Transcribe verbatim the span of lines that opens with the line containing "the white wall" and closes with the last line of the data below.
[[ Information shown open ]]
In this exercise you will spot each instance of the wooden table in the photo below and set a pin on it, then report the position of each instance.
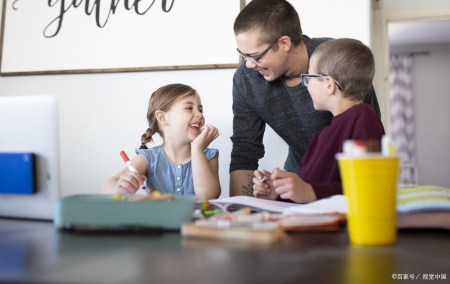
(35, 252)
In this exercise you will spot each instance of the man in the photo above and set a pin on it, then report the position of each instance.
(267, 89)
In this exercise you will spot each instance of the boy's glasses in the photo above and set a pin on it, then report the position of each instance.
(306, 77)
(255, 59)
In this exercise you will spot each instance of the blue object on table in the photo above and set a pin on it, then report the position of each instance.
(17, 173)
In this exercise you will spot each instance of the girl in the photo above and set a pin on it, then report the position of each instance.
(182, 165)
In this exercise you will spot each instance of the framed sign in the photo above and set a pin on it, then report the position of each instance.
(92, 36)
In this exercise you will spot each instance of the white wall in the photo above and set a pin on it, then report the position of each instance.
(101, 114)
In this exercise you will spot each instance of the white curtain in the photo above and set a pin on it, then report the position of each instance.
(402, 115)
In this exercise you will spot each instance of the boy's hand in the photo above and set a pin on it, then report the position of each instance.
(263, 186)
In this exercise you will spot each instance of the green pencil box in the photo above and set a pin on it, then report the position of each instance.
(102, 212)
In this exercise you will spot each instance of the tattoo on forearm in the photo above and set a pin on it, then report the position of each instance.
(248, 189)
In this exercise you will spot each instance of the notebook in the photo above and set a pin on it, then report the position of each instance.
(28, 124)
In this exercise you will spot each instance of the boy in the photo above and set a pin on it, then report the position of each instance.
(340, 73)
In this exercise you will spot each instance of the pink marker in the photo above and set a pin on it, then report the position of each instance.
[[ Information shown closed ]]
Result for this task.
In this exercise you will spot each instance of the white wall in the photo above and set a pin on it, then report the position of each instance.
(101, 114)
In this exercise you will spot each instance of the white curtain in the photo above and set a pin on it, then report the position of each instance.
(402, 115)
In this exercise you will spot each instance of the boy's hand in the photo above and set a pin on it, then report the position of each instance.
(263, 186)
In this exercise you will spot each instance of the green pencil box in the photo above and set a pin on it, then report the position of each instance.
(102, 212)
In this exercise you will spot each instance of the tattoo on forearm in the photo above and set a pin on it, then report the position of each instance.
(248, 189)
In this exercise you will spot each instance of the notebook in the photo above and set a pin on it, then report the position of each instance.
(28, 124)
In this exercise you will spot each instance of the boy in the photo above and set a pin on it, then report the position of each instance.
(340, 73)
In this exercise you will spot each instance of the pink marker in the photo above and set a pin on it, then report the position of each instance.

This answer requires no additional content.